*** Текст для чтения

Земледельческий труд и теперь самый тяжелый, как был он и в доисторические времена. Но в прежние времена там, где была тяжесть, там был и весь смысл жизни, и тягость эта понималась универсально, «как власть земли»; теперь тягость жизни больше у какого-нибудь литейщика на заводе или обитателя сырого подвала, но все-таки от земледельческого труда если уходят, то к нему не возвращаются: он не труднее, но ритм жизни и смысл ее перешли в город: там живут, здесь прозябают и всегда отстают в смысле: свинец и сталь нужнее, чем стрелы и веревки, а свинец и сталь на заводе. Пусть свинцом, железом и сталью будут люди добывать новую свободу, но победу будут трубить журавли, и сейчас мы охотимся там, где раньше боролись, а в будущем мы добьемся общей радости в природе.

******
*** Выдержки из записей

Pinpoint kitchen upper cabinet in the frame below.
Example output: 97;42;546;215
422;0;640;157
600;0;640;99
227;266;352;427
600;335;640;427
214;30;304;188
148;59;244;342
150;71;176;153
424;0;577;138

******

Что нужно сделать
Перепишите без изменений отрывок из текста о земледельческом труде, начиная со слов «Земледельческий труд и» и заканчивая словами «радости в природе.». Для работы записи не понадобятся.

Результат задания
Земледельческий труд и теперь самый тяжелый, как был он и в доисторические времена. Но в прежние времена там, где была тяжесть, там был и весь смысл жизни, и тягость эта понималась универсально, «как власть земли»; теперь тягость жизни больше у какого-нибудь литейщика на заводе или обитателя сырого подвала, но все-таки от земледельческого труда если уходят, то к нему не возвращаются: он не труднее, но ритм жизни и смысл ее перешли в город: там живут, здесь прозябают и всегда отстают в смысле: свинец и сталь нужнее, чем стрелы и веревки, а свинец и сталь на заводе. Пусть свинцом, железом и сталью будут люди добывать новую свободу, но победу будут трубить журавли, и сейчас мы охотимся там, где раньше боролись, а в будущем мы добьемся общей радости в природе.